• **Work to complete**
Convert the material below into a JSON list of strings, one string per line, with blank lines left out. Omit the pictures from your answer.

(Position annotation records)
_ _ _ _ _

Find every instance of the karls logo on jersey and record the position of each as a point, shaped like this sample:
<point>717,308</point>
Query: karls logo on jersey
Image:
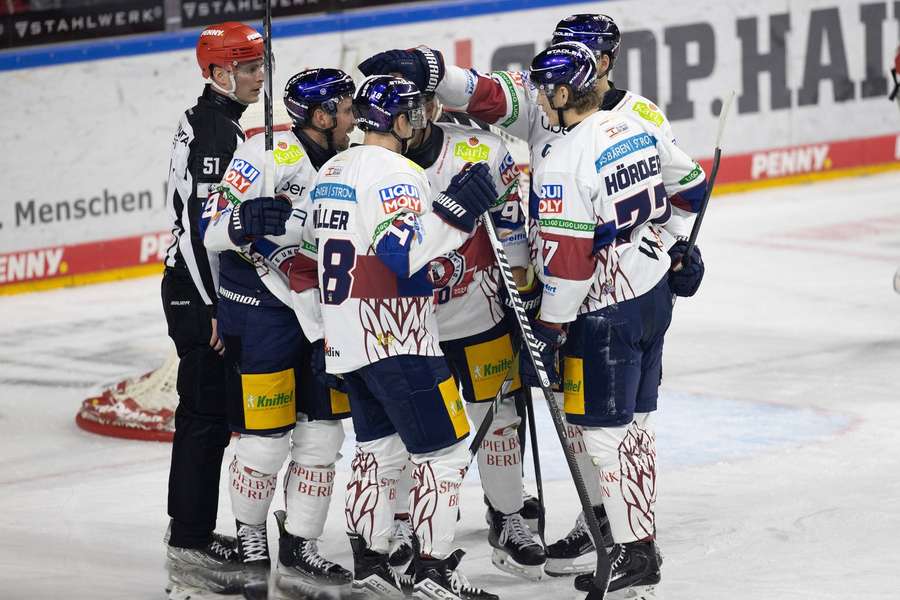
<point>791,161</point>
<point>628,175</point>
<point>403,195</point>
<point>648,112</point>
<point>508,169</point>
<point>287,154</point>
<point>472,151</point>
<point>550,199</point>
<point>241,175</point>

_ _ _ _ _

• **Solution to this task**
[
  "Find every instance of the karls logo on jersey and record the position of each as a point, shaped like this sample:",
  "<point>717,308</point>",
  "Query: karls logo on jersey",
  "Image:",
  "<point>791,161</point>",
  "<point>628,175</point>",
  "<point>403,195</point>",
  "<point>648,112</point>",
  "<point>508,169</point>",
  "<point>287,154</point>",
  "<point>472,151</point>",
  "<point>550,199</point>",
  "<point>241,175</point>"
]